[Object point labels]
==============================
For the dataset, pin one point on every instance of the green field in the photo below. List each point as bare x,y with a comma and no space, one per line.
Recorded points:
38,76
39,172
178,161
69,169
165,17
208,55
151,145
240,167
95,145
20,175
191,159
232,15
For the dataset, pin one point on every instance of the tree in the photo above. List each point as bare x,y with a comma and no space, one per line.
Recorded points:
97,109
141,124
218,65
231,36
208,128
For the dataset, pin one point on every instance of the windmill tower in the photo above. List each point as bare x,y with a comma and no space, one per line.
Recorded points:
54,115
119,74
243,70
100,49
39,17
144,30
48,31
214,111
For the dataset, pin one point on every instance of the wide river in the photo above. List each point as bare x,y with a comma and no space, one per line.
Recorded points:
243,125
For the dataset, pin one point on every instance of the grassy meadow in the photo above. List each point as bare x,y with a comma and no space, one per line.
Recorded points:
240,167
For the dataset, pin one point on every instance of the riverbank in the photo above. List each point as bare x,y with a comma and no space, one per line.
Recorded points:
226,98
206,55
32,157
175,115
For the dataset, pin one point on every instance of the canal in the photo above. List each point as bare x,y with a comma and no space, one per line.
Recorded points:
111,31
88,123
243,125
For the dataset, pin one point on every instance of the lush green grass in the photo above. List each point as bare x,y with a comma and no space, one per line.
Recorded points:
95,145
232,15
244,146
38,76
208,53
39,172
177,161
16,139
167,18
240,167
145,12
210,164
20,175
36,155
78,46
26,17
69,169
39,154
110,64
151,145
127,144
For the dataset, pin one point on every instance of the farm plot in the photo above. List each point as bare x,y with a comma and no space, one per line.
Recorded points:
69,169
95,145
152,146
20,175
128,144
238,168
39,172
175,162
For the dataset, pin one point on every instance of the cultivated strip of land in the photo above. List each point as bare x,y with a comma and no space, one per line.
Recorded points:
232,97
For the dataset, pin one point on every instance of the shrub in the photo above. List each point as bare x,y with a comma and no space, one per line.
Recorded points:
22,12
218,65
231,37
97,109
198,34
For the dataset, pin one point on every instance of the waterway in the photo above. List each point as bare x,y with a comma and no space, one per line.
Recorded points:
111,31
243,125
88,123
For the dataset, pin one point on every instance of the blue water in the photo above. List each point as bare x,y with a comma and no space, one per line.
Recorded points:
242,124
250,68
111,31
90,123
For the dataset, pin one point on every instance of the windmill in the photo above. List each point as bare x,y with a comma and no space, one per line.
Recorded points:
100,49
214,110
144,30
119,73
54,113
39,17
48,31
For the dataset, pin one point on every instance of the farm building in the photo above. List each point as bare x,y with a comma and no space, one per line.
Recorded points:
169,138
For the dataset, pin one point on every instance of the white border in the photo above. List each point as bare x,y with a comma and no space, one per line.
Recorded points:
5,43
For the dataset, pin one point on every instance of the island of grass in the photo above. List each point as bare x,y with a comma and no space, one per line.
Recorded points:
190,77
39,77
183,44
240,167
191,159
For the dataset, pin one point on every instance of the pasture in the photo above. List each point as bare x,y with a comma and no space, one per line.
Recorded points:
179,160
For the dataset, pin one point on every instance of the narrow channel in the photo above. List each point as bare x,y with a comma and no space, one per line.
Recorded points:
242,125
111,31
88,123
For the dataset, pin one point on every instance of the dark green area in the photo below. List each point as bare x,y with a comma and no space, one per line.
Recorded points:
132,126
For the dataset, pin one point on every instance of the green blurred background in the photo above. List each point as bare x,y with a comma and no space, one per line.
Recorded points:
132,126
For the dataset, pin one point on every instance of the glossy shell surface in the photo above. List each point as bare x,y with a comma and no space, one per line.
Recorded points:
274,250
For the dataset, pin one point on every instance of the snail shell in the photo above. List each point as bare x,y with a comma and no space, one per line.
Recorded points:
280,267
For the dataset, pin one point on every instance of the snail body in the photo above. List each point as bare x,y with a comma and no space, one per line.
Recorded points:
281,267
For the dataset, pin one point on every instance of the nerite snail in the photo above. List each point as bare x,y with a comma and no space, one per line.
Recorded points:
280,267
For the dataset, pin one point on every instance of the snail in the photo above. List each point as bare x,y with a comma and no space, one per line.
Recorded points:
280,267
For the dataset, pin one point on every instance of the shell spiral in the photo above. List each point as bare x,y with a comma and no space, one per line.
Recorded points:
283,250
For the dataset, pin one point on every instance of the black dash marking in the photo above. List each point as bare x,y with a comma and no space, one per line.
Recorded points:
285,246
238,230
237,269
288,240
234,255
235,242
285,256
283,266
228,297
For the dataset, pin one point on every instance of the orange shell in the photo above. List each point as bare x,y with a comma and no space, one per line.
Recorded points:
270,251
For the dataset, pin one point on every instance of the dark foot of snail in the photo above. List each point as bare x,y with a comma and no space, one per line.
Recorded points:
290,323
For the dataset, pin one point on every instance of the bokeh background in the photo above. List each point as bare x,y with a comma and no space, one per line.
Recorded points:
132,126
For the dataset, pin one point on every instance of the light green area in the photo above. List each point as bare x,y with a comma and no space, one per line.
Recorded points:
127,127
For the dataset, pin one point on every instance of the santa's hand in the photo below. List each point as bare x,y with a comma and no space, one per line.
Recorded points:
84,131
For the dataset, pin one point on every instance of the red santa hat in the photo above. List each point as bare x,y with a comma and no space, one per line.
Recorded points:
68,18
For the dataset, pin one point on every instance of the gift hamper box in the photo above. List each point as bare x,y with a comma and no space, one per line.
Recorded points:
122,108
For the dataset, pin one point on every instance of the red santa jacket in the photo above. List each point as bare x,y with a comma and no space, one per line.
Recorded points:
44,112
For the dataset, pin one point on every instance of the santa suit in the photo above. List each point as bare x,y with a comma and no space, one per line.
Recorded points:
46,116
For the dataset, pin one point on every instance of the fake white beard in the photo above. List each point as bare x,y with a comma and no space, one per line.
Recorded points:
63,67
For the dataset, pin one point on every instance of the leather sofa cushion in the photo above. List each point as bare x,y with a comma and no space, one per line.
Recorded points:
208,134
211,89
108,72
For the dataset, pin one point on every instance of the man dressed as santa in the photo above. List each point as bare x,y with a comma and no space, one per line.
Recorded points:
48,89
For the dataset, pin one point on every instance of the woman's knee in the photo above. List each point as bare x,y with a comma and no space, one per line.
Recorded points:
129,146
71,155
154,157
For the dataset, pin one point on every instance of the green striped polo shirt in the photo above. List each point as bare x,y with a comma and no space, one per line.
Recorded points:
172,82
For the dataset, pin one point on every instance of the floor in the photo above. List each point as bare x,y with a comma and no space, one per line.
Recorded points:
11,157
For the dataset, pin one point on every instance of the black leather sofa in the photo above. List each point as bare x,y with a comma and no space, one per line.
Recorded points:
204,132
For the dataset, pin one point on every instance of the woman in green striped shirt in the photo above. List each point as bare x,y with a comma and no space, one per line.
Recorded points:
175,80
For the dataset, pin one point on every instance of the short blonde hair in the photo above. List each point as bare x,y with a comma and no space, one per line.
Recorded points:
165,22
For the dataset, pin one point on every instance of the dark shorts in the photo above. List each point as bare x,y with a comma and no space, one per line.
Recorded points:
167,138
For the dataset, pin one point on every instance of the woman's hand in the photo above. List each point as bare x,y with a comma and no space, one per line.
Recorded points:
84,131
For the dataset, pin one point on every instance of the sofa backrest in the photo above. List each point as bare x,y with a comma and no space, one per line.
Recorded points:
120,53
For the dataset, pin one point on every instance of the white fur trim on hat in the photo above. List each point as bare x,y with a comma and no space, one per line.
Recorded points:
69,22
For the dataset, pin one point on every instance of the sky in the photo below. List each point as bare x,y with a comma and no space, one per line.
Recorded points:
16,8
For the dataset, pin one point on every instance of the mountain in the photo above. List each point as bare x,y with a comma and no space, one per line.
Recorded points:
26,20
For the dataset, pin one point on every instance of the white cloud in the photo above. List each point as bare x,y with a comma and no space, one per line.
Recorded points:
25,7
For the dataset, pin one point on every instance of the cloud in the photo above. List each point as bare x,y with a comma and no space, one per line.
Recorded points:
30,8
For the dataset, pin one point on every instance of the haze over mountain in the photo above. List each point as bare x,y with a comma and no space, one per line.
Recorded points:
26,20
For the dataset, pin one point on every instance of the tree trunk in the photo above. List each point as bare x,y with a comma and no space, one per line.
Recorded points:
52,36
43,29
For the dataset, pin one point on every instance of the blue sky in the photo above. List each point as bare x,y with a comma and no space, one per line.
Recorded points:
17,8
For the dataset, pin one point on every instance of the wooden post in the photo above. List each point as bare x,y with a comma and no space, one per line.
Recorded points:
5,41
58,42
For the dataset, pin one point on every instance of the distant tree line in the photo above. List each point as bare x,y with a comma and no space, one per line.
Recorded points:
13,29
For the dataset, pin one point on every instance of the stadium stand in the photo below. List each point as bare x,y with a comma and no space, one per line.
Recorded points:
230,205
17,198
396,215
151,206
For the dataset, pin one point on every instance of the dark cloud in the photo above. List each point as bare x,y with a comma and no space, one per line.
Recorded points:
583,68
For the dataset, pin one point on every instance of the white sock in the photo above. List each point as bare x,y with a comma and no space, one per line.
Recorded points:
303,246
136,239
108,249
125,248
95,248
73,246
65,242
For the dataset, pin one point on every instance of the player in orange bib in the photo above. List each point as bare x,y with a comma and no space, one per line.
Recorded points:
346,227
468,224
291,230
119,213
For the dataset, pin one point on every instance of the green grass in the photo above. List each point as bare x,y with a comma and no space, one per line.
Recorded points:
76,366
==============================
=== EXERCISE REQUIREMENTS ===
Turn every line from the one containing "the white sock" through the end of the rows into a numbered list, including both ends and skipping any blank lines.

=== WRITTEN SOLUTION ===
1. For the dataset, pin one point on every instance of the white sock in the photo above. List each point as bare x,y with a comma and no space, one per line.
2. Recorded points:
3. 303,246
4. 136,239
5. 108,249
6. 125,248
7. 95,248
8. 73,246
9. 65,242
10. For the dataset, pin one point on every instance of the player in orange bib in the photo above. List each point as bare x,y with a comma and no space, one per line.
11. Recorded points:
12. 346,227
13. 468,224
14. 291,230
15. 119,213
16. For the dataset, pin one point on every instance of the green grass in the photo above. List each point as bare x,y with a comma and no space, one per line.
17. Recorded points:
18. 76,366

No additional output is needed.